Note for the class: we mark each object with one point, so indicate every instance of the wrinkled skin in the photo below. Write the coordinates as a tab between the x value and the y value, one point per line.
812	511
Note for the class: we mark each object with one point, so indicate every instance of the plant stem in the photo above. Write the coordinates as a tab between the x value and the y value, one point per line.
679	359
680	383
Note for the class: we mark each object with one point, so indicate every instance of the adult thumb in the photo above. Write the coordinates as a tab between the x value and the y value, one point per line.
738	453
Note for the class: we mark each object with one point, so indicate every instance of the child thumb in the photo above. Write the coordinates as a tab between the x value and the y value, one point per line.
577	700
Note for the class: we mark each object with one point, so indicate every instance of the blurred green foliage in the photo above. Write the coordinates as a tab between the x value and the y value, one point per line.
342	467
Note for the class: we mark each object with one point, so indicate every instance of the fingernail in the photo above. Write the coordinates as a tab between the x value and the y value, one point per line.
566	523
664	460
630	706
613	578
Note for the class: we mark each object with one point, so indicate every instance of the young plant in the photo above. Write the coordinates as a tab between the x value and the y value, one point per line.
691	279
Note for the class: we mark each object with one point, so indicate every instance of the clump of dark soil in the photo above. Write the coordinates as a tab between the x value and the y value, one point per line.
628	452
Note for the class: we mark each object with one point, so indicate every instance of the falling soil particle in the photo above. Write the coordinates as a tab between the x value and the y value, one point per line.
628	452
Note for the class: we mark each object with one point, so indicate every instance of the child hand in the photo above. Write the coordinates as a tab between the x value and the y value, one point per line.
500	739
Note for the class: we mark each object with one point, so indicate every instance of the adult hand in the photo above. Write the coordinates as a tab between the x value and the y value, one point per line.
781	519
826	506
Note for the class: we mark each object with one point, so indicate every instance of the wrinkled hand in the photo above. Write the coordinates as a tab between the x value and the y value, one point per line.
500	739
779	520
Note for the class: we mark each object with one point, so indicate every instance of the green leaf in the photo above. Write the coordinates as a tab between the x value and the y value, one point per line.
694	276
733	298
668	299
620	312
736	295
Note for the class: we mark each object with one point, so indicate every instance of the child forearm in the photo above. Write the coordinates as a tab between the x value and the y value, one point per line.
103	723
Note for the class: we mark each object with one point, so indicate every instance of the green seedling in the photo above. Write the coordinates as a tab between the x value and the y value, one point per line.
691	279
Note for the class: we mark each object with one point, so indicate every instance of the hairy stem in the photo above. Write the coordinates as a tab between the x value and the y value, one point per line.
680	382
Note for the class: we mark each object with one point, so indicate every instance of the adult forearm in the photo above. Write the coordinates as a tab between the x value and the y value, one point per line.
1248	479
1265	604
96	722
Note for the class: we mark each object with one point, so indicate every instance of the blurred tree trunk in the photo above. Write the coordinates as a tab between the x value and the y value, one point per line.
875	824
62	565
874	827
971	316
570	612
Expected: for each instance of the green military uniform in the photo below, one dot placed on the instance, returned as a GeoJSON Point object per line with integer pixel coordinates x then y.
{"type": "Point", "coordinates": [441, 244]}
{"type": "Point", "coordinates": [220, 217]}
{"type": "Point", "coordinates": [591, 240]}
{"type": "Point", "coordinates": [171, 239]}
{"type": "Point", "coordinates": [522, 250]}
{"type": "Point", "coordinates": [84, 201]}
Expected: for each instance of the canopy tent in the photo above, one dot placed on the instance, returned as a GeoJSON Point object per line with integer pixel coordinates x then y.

────────────────────

_ABOUT THIS TASK_
Please set down all the data word for word.

_OUTPUT BELOW_
Note for the class: we mark each object with one point, so indicate every instance of the wrinkled skin in the photo below. Write the coordinates as a tab between the x value and the y value, one point per line.
812	511
Note for the class: we mark each object with one point, so indicate every instance of the plant stem in the photo above. Write the coordinates as a tab between the x value and the y value, one point per line.
679	359
680	383
Note for the class: we mark each object with one point, so indicate every instance of the adult thumb in the photo above. Write the coordinates as a tab between the x value and the y value, one point per line.
738	453
Note for the class: we mark each object with one point, so indicate every instance of the child thumb in the photo above. Write the coordinates as a tab between the x value and the y value, one point per line.
577	700
Note for the class: we mark each object with one point, so indicate every instance of the blurred green foliage in the photo above. Write the coordinates as a tab between the x value and the y value, one point per line.
342	467
Note for the class: we mark each object with one point, so indicate every instance of the fingernail in the photo above. Write the coordinates as a tab between the x value and the y value, one point per line.
566	523
664	460
630	706
613	578
Note for the class: we mark each object with one point, so indicate every instance of the young plant in the photo above. Write the coordinates as a tab between the x value and the y value, one point per line.
691	279
Note for the class: we mark each object with one point, so indicate every instance of the clump of dark soil in the photo above. Write the coordinates as a tab between the x value and the y value, one point per line.
628	452
Note for the class: we mark each object with one point, so indicate every instance of the falling soil particle in the photo above. Write the coordinates as a tab between the x value and the y value, one point per line.
628	452
Note for the class: we mark each object with one point, so indicate every instance of the child hand in the photo above. Write the coordinates as a tab between the x value and the y value, one point per line.
500	739
Note for the class: we mark each object with one point, so indicate every instance of the adult hand in the photo above. Write the coordinates as a tab between the x value and the y value, one point per line.
781	519
826	506
Note for the class: we mark each object with one point, so indicate every instance of the wrinkled hand in the photo above. Write the coordinates as a tab between the x value and the y value, one point per line.
500	739
779	520
Note for the class: we mark each object with one point, so indicate every instance of the green leaf in the photo above. Write the coordinates as a tab between the x value and the y value, one point per line.
694	276
733	298
668	299
620	312
736	295
Note for the class: we mark each object with one point, so indicate every instance of the child forearm in the photo above. Write the coordinates as a tab between the x value and the y value, one point per line.
103	723
Note for the class: we mark each object with one point, so indicate every instance of the green seedling in the photo above. Write the coordinates as a tab between the x value and the y value, one point per line.
691	279
Note for the class: we mark each object with one point, so indicate every instance of the hairy stem in the photo above. Write the coordinates as a tab between the x value and the y value, one point per line.
680	382
Note for the class: we mark each object with one point, so indicate every instance of the adult forearm in the photo above. Write the coordinates as a tab between the x value and the y value, one point per line.
1248	479
1265	604
96	722
Note for the class: we mark each object with one point, so indicate every instance of the blurred tree trunk in the photo above. Write the coordinates as a tab between the x value and the y value, one point per line.
875	824
62	565
874	827
971	316
570	612
Expected: for each instance of the green military uniform in the photo below, one dot placed on the instance, returned as a GeoJSON Point object per line with integer pixel coordinates x then y.
{"type": "Point", "coordinates": [441, 244]}
{"type": "Point", "coordinates": [220, 217]}
{"type": "Point", "coordinates": [591, 240]}
{"type": "Point", "coordinates": [171, 239]}
{"type": "Point", "coordinates": [522, 250]}
{"type": "Point", "coordinates": [84, 201]}
Expected: for each instance of the canopy tent in the photo above, one dot placed on the instance, returned as a GeoJSON Point object per line with integer pixel coordinates x then y.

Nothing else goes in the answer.